------ DOCUMENT SECTION

OK, so I've still got the same old problem.

Tonight I pulled out the multi-meter figuring I would check the resistance of the start circuit.

From the positive battery terminal to 30 post on the switch (wire disconnected from switch): 5 ohms

From the 50 post on the switch to the solenoid (both disconnected from switch and solenoid): 6 ohms

From 30 post to 50 post in with key in start position, wires disconnected: 5 ohms

I'm honestly not sure what would be considered OK but all of those readings seem kind of high.

I don't get it.
 
Matthew K:

With a VOM or DVM, it is common to touch the wire leads together and "zero" ohm out the meter.

With that procedure done.
From the (+) Battery Post to terminal 30 on the Ignition Switch should be ZERO ohms.
From terminal 30 to 50 on the Ignition Switch, with the key turned to the Start position, there be be ZERO ohms.
From Terminal 50 through the PTO Switch and Brake Switch, there should be ZERO ohms to the Small Terminal of the Starter Solenoid.

------------
------ EXTRACTED RECORDS

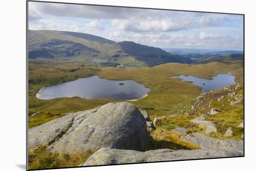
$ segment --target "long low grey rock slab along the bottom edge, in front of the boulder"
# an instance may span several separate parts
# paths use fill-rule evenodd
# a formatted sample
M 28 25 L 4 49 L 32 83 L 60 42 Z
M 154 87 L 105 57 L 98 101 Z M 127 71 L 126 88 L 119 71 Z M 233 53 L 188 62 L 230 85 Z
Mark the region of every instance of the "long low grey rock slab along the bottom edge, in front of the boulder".
M 89 165 L 114 165 L 124 163 L 143 163 L 155 161 L 172 161 L 197 158 L 220 158 L 242 156 L 241 152 L 224 151 L 222 149 L 214 150 L 170 150 L 158 149 L 147 152 L 138 152 L 134 150 L 118 150 L 110 148 L 101 148 L 90 156 L 87 161 L 80 166 Z

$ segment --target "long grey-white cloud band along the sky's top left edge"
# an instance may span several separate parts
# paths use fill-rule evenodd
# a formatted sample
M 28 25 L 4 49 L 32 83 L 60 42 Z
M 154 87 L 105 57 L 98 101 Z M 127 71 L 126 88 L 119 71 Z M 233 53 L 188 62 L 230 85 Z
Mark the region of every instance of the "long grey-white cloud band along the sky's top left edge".
M 148 18 L 164 13 L 161 10 L 90 6 L 73 4 L 55 4 L 42 2 L 29 2 L 30 15 L 48 15 L 58 17 L 74 17 L 81 19 L 128 19 L 134 16 Z

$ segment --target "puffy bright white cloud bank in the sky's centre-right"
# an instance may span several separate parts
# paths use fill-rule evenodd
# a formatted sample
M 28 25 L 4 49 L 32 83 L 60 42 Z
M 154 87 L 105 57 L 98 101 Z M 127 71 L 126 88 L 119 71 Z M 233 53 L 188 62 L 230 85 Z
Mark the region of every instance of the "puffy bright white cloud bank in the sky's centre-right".
M 158 19 L 112 19 L 112 25 L 119 30 L 129 32 L 175 32 L 223 24 L 228 18 L 211 18 L 203 15 L 175 15 Z

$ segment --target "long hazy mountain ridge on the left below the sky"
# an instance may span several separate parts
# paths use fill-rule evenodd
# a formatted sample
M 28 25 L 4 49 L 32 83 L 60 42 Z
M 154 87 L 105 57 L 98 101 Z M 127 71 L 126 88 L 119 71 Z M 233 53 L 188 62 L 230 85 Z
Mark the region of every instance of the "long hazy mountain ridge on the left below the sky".
M 62 31 L 28 31 L 28 58 L 79 57 L 115 66 L 155 66 L 163 63 L 192 63 L 189 57 L 135 42 L 115 42 L 99 36 Z

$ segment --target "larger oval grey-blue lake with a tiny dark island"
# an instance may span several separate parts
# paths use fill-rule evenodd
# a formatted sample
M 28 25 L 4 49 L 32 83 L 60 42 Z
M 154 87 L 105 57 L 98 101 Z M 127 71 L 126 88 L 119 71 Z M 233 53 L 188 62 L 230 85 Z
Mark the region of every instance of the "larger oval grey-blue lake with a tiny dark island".
M 86 99 L 113 98 L 117 100 L 133 100 L 143 97 L 149 91 L 150 89 L 145 88 L 143 84 L 133 80 L 115 81 L 91 76 L 45 87 L 40 89 L 36 97 L 44 100 L 74 96 Z

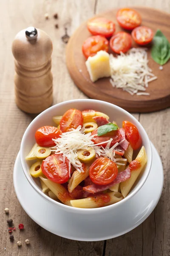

------------

Continue the forum discussion about the starter circuit resistance readings from where it stops.

If you meter is Zero'd out and accurate, then I suspect some bad wires and/or terminal ends.

As a suggestion, run a jump wire from the (+) Battery Terminal directly to the small terminal on the starter solenoid, and see if the motor rolls over like it should.
 
I did that.

I have a DVM, the funny thing I noticed is that the reading would would start low then climb and then settle.

Of course it being a auto ranging DVM it's slower then death.

I'll try it again. I was working in the dark with not a ton of time.
 
I think I'm going to have to learn to live with it. Just keep the battery charged.

Went back today, tested everything before the switch, everything after the switch, and then the switch. No problems. Reinstall everything and the dead short jumps right back into the circuit.

Not only that but I get everything back together, go to mow the lawn and the stupid pin in the rear drive shaft coupler falls out again.

So, 2 night and I come out with negative gains, not positive.
 
Time to dig up an old thread.

Since my 1512D was in pieces anyway, I thought it was time to get down to the bottom of this voltage drop problem.

I rigged up my multi-meter with the red lead installed in the plug that goes to the starter solenoid and the black lead grounded to the battery.

What I found was at the starter switch level. Pretty much when you put the switch in the start position the voltage would drop from a healthy 12+ volts to 9-10 volts. I disconnected pole 30 & 50 and touched the two together and presto, a clean 12 volts to the solenoid.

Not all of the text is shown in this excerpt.